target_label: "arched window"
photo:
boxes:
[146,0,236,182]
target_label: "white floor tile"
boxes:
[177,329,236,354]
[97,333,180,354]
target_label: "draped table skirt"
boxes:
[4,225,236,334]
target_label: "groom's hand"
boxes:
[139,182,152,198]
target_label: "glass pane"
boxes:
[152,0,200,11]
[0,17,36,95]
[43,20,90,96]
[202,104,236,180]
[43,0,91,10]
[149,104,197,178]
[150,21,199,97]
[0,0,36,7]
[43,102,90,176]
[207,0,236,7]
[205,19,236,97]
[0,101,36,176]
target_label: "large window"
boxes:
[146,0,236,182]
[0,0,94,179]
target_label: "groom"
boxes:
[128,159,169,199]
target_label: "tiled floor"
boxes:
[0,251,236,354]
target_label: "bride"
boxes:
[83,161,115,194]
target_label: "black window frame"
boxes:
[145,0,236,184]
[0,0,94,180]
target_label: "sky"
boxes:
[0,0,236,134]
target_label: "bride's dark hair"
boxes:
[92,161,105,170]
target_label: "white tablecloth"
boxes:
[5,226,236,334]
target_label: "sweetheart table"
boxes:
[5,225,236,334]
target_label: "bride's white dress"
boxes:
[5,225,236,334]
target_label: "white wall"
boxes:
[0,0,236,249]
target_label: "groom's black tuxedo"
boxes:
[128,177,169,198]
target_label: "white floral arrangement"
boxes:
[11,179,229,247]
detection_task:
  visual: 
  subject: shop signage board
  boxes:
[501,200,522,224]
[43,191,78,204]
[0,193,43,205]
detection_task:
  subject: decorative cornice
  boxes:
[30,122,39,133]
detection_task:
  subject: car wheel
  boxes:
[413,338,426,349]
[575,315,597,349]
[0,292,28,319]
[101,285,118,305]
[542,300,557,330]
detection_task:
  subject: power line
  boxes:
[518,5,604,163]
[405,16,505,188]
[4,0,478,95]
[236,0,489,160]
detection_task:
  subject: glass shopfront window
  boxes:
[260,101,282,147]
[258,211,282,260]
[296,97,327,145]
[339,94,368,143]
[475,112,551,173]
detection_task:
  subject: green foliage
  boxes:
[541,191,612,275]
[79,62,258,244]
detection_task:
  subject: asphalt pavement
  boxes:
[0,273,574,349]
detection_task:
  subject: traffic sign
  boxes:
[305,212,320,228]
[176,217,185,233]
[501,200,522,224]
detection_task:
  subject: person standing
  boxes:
+++
- **WORK REQUIRED**
Locate each line in the material that contains the word "subject", and copy those lines.

- **SOLUTION TO THIS EXERCISE**
  subject: shop signage board
  subject: decorative cornice
  subject: car wheel
  subject: power line
  subject: glass shopfront window
  subject: green foliage
  subject: asphalt pavement
  subject: traffic sign
  subject: person standing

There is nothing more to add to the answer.